Render each line of the rows below as a JSON list of strings, one string per line, leaving out any blank lines.

• [Stored data]
# # # # # # #

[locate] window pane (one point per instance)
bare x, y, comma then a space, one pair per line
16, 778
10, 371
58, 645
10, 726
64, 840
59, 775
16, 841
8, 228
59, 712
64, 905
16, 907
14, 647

# # # # # # #

• [Task result]
[
  "[locate] window pane (one point per instance)",
  "bare x, y, comma then a space, one pair per line",
  "16, 778",
  "10, 371",
  "58, 645",
  "10, 726",
  "64, 840",
  "59, 775",
  "16, 841",
  "8, 228",
  "59, 712",
  "64, 905",
  "16, 907",
  "14, 647"
]